Every line of the following records that includes "grass" should be copied.

Material provided below:

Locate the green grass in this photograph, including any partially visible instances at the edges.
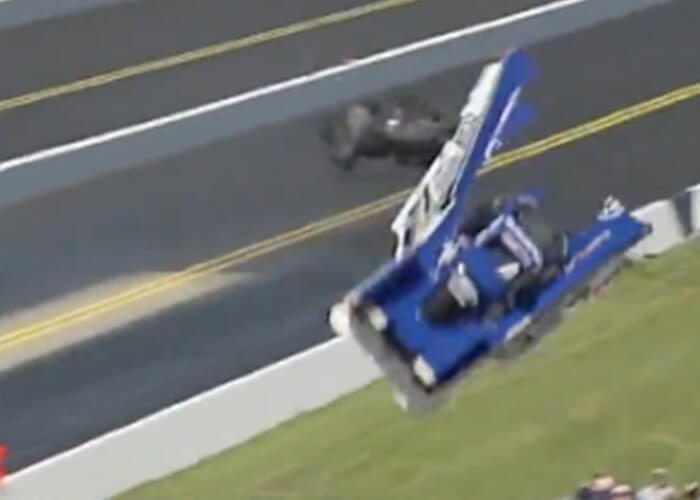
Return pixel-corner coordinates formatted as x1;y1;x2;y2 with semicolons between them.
118;241;700;500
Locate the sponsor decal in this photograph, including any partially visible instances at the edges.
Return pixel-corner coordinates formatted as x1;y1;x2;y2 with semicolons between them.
485;86;521;160
565;229;612;274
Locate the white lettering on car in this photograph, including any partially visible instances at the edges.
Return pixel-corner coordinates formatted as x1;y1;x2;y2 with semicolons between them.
565;229;612;274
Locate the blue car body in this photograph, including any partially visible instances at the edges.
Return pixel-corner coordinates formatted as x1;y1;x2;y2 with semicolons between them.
328;49;652;412
352;203;649;385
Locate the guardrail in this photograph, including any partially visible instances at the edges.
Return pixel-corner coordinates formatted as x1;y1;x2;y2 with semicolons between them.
4;183;700;499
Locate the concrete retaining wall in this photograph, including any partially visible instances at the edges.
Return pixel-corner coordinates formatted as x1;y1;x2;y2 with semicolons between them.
627;183;700;258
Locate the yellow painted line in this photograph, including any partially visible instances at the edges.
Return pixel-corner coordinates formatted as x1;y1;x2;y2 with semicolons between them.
0;0;426;113
1;81;699;351
489;82;700;168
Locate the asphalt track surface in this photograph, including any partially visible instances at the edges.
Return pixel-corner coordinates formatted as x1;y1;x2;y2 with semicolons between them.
0;0;574;318
0;0;547;161
2;0;700;473
0;0;683;317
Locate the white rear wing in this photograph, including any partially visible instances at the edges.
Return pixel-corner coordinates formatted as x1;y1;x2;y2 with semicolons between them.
390;61;505;259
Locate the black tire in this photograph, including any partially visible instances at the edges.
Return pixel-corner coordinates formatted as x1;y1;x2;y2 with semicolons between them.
331;145;358;170
395;96;439;121
322;112;360;170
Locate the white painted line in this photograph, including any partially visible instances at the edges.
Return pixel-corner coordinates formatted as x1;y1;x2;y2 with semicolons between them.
0;0;592;174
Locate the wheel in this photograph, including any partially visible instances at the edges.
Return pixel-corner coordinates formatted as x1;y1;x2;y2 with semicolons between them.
331;148;357;170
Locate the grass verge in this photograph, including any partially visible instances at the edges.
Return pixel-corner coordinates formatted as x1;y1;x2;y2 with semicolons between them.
118;241;700;500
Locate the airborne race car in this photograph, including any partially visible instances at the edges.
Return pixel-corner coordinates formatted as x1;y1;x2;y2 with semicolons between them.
319;95;457;170
327;49;653;413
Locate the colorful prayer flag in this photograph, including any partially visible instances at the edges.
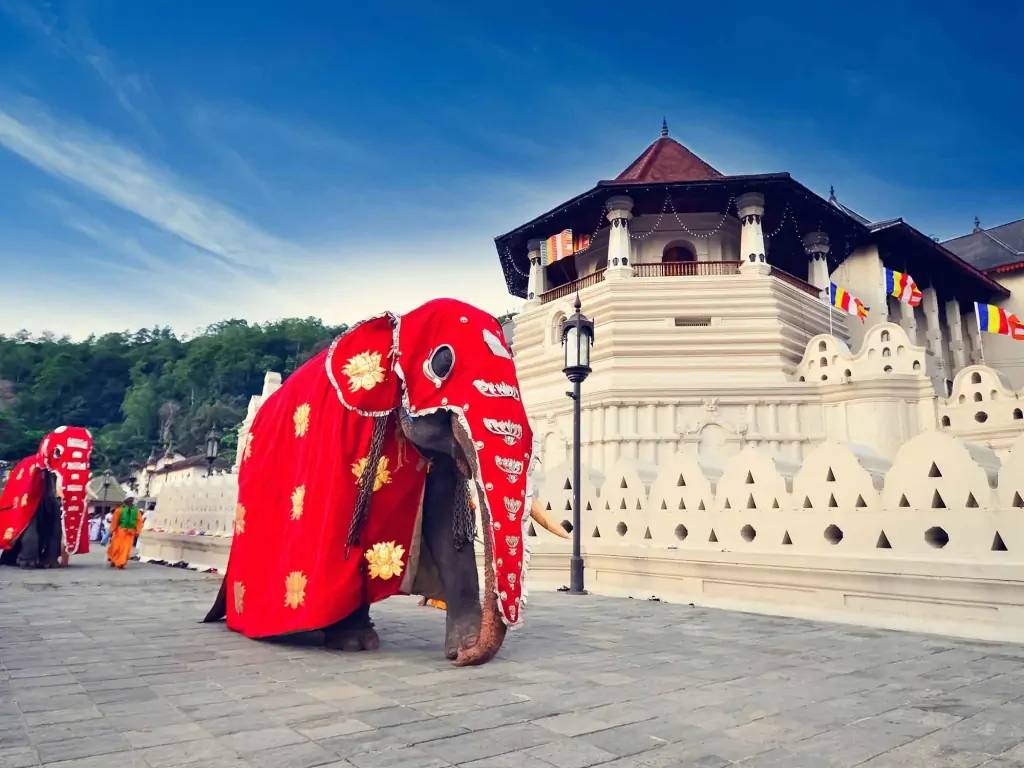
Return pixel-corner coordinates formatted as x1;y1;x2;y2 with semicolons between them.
975;302;1024;341
884;268;923;307
829;283;869;323
543;229;574;264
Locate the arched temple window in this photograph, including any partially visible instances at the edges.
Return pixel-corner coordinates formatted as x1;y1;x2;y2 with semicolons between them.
662;241;696;263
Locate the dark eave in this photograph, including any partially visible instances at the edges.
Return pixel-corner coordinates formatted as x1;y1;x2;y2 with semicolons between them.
868;220;1009;300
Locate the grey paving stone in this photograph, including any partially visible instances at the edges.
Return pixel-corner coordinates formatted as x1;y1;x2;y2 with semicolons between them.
5;550;1024;768
0;745;41;768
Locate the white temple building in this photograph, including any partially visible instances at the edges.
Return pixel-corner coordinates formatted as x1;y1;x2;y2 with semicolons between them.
143;125;1024;641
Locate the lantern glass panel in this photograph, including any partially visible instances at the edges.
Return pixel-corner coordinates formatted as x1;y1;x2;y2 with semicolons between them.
564;326;580;368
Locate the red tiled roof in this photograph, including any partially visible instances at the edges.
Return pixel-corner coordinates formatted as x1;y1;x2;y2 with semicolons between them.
987;259;1024;276
609;136;723;184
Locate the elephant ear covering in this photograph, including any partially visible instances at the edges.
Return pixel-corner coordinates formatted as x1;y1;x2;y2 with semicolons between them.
0;457;46;551
39;426;94;555
225;314;428;639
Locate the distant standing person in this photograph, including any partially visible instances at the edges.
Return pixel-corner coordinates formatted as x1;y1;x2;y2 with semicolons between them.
101;510;113;545
107;496;142;569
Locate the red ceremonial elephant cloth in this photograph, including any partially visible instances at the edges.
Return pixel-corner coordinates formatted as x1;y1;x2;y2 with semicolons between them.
0;426;93;554
225;298;534;637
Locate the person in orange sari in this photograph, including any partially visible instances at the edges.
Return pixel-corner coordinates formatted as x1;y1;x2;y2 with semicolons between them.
107;496;142;569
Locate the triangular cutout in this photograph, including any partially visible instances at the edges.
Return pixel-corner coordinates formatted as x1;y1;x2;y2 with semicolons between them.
928;462;942;478
698;500;706;511
564;500;572;511
992;531;1008;552
876;531;892;549
592;527;601;538
708;529;718;543
527;523;537;536
620;477;628;489
899;494;910;508
771;498;780;509
545;502;553;511
635;499;643;511
678;498;686;510
745;471;755;485
619;499;627;510
966;492;979;509
828;493;838;508
781;531;793;545
604;501;611;510
746;494;757;510
676;474;686;487
723;498;732;510
586;501;593;511
803;496;813;509
660;499;668;510
931;490;946;509
563;478;572;490
643;527;652;540
855;495;867;508
1013;492;1024;508
826;468;836;482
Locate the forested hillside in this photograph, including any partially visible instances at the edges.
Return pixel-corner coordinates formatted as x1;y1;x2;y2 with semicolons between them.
0;318;346;473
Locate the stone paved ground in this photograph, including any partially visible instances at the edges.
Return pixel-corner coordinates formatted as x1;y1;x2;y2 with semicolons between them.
3;552;1024;768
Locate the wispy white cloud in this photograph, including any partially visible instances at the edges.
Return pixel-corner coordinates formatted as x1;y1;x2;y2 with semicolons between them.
0;101;303;275
0;0;152;127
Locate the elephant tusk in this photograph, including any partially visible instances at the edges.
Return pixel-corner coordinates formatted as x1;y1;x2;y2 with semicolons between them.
529;501;570;539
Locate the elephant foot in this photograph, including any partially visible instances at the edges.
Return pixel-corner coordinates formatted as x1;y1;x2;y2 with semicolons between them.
325;626;379;652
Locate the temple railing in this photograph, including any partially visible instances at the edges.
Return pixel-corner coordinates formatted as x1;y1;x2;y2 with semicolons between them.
540;269;606;304
539;262;821;304
770;266;822;297
633;261;739;278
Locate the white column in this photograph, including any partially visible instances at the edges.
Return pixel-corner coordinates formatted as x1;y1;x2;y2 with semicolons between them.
921;288;945;377
525;238;545;305
802;231;830;297
966;311;985;364
944;298;968;372
737;192;769;275
605;195;634;280
899;301;918;342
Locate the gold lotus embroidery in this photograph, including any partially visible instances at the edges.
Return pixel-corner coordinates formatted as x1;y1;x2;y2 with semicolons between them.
290;485;305;521
234;503;246;535
233;581;245;614
2;527;13;542
351;455;392;492
365;541;405;580
284;571;307;609
16;468;23;481
20;494;28;508
342;351;386;393
293;403;311;437
243;434;254;463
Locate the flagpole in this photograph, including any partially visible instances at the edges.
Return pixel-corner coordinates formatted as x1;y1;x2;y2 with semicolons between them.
975;303;986;365
826;285;833;337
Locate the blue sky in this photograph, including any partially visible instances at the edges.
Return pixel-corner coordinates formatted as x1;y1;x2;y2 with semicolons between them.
1;1;1021;337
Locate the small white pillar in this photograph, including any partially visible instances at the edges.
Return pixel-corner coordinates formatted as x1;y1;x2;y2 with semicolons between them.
944;298;968;372
525;238;545;305
605;195;634;281
898;300;918;342
737;192;769;275
921;288;945;376
966;312;985;364
802;231;830;296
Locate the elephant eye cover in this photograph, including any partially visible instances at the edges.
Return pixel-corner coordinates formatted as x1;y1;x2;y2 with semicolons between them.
0;426;93;555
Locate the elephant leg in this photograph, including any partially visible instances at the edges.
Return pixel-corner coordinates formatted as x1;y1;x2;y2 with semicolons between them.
324;604;379;652
16;515;41;568
420;457;481;660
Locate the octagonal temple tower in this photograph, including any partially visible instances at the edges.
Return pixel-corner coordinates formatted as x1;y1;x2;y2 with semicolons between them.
495;124;1021;472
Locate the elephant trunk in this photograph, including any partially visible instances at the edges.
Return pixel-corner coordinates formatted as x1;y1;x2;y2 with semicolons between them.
453;485;506;666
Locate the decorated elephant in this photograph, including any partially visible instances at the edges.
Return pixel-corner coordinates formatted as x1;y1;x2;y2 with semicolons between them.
204;298;565;665
0;426;93;567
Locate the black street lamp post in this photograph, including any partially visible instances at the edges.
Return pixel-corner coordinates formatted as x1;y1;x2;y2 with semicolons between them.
205;426;220;477
560;294;595;595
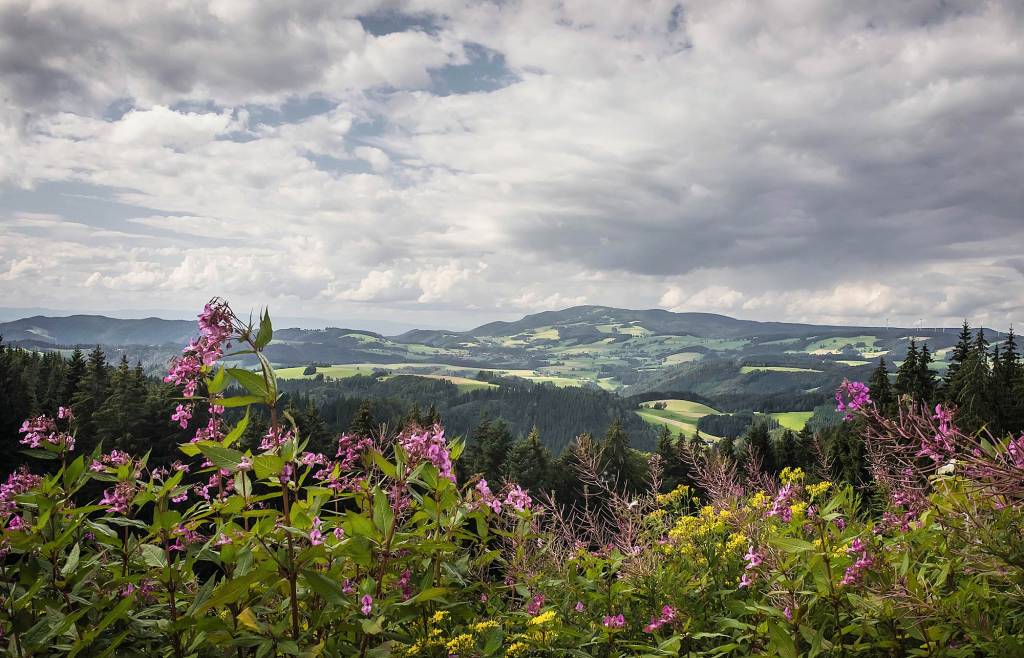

End of Material provided.

◆ Exercise solution ◆
Locate the green grass in this photograph, including any partially visible instances at the edges.
Locate the grass verge in this photograph, including any partially visible instances at the edges.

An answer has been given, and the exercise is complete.